** Start Task input **

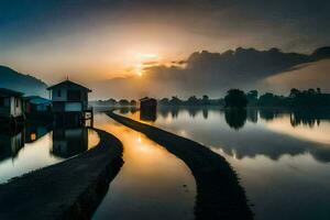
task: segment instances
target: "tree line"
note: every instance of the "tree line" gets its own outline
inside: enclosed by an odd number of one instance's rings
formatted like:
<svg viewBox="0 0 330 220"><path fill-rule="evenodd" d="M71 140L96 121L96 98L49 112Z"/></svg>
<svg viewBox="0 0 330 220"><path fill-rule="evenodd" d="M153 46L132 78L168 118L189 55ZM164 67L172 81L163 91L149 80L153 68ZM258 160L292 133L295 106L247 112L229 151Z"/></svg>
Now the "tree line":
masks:
<svg viewBox="0 0 330 220"><path fill-rule="evenodd" d="M91 102L95 106L124 106L135 107L136 100L108 99ZM257 90L244 92L240 89L230 89L223 98L210 99L207 95L202 97L191 96L188 99L180 99L177 96L158 99L160 106L219 106L224 108L245 107L270 107L270 108L324 108L330 107L330 94L324 94L320 88L299 90L293 88L288 96L265 92L260 96Z"/></svg>

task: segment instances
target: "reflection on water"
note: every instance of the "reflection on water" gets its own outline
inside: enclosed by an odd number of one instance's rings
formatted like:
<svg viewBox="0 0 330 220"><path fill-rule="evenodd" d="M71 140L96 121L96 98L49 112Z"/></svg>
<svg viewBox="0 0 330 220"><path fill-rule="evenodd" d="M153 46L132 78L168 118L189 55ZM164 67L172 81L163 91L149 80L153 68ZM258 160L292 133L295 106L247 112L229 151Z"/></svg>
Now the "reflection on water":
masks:
<svg viewBox="0 0 330 220"><path fill-rule="evenodd" d="M0 183L62 162L98 142L97 133L87 128L53 130L52 124L28 123L16 131L1 130Z"/></svg>
<svg viewBox="0 0 330 220"><path fill-rule="evenodd" d="M96 114L95 124L124 147L124 164L95 219L194 219L195 180L180 160L106 114Z"/></svg>
<svg viewBox="0 0 330 220"><path fill-rule="evenodd" d="M53 130L52 154L68 158L96 146L98 142L96 132L87 128L57 128Z"/></svg>
<svg viewBox="0 0 330 220"><path fill-rule="evenodd" d="M330 219L329 112L162 108L147 123L223 155L256 219Z"/></svg>

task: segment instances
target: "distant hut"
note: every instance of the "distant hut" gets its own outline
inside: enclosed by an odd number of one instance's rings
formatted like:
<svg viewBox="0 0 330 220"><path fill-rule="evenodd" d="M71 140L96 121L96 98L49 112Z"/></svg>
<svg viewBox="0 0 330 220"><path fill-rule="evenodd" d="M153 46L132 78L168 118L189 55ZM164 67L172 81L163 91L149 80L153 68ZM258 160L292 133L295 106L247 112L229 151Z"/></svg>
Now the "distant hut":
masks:
<svg viewBox="0 0 330 220"><path fill-rule="evenodd" d="M143 121L155 121L157 100L145 97L140 99L140 119Z"/></svg>
<svg viewBox="0 0 330 220"><path fill-rule="evenodd" d="M51 91L53 113L55 119L64 119L65 122L84 122L92 119L92 109L88 108L88 92L90 89L65 80L47 88ZM90 118L87 118L89 116Z"/></svg>
<svg viewBox="0 0 330 220"><path fill-rule="evenodd" d="M140 99L140 110L154 112L157 109L157 100L148 97Z"/></svg>
<svg viewBox="0 0 330 220"><path fill-rule="evenodd" d="M0 88L0 120L20 121L24 119L22 92Z"/></svg>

** End Task input **

What to produce
Reproduce every one of the records above word for word, leaving the pictures out of your answer.

Answer to the problem
task: segment instances
target: "tree line"
note: every instance of the "tree line" gets its own outline
inside: enclosed by an odd number of one instance's rings
formatted like:
<svg viewBox="0 0 330 220"><path fill-rule="evenodd" d="M71 140L96 121L96 98L49 112Z"/></svg>
<svg viewBox="0 0 330 220"><path fill-rule="evenodd" d="M153 46L132 78L168 118L189 55ZM164 67L172 81L163 91L149 80L153 68ZM258 160L292 133L295 106L247 112L229 151Z"/></svg>
Now the "tree line":
masks:
<svg viewBox="0 0 330 220"><path fill-rule="evenodd" d="M91 102L95 106L124 106L135 107L136 100L108 99ZM257 90L244 92L240 89L230 89L223 98L210 99L207 95L202 97L191 96L188 99L180 99L177 96L158 99L160 106L219 106L224 108L245 107L270 107L270 108L324 108L330 107L330 94L324 94L320 88L299 90L293 88L288 96L265 92L260 96Z"/></svg>

task: segment instances
target: "reflection on water"
note: every instance of the "reflection on water" gets its own outline
inside: enclosed by an odd number of one instance's rings
formatted like:
<svg viewBox="0 0 330 220"><path fill-rule="evenodd" d="M71 140L96 121L96 98L49 112Z"/></svg>
<svg viewBox="0 0 330 220"><path fill-rule="evenodd" d="M153 46L132 78L168 118L189 55ZM164 67L172 81L163 91L149 80L153 68ZM258 160L292 133L295 106L247 112L229 151Z"/></svg>
Now the "reflection on water":
masks:
<svg viewBox="0 0 330 220"><path fill-rule="evenodd" d="M0 183L62 162L98 142L97 133L87 128L53 130L52 124L28 123L16 131L1 130Z"/></svg>
<svg viewBox="0 0 330 220"><path fill-rule="evenodd" d="M96 114L95 124L124 147L124 164L95 219L194 219L195 180L180 160L106 114Z"/></svg>
<svg viewBox="0 0 330 220"><path fill-rule="evenodd" d="M53 130L52 154L68 158L96 146L98 142L96 132L87 128L57 128Z"/></svg>
<svg viewBox="0 0 330 220"><path fill-rule="evenodd" d="M330 219L329 112L162 108L147 123L223 155L256 219Z"/></svg>

task: segment instances
target: "distant hut"
note: every instance of the "distant hut" gets its own outline
inside: enclosed by an odd number of one instance's rings
formatted like:
<svg viewBox="0 0 330 220"><path fill-rule="evenodd" d="M71 140L96 121L96 98L49 112Z"/></svg>
<svg viewBox="0 0 330 220"><path fill-rule="evenodd" d="M153 46L132 78L168 118L189 55ZM164 67L172 81L163 91L149 80L153 68ZM258 160L292 133L295 106L247 112L229 151Z"/></svg>
Now the "distant hut":
masks:
<svg viewBox="0 0 330 220"><path fill-rule="evenodd" d="M143 121L155 121L157 100L145 97L140 99L140 119Z"/></svg>
<svg viewBox="0 0 330 220"><path fill-rule="evenodd" d="M51 91L53 113L55 119L64 119L65 122L84 122L92 119L92 109L88 108L88 92L90 89L65 80L47 88ZM90 118L87 118L89 116Z"/></svg>
<svg viewBox="0 0 330 220"><path fill-rule="evenodd" d="M140 99L140 110L154 112L157 109L157 100L148 97Z"/></svg>
<svg viewBox="0 0 330 220"><path fill-rule="evenodd" d="M0 88L0 120L20 121L24 119L22 92Z"/></svg>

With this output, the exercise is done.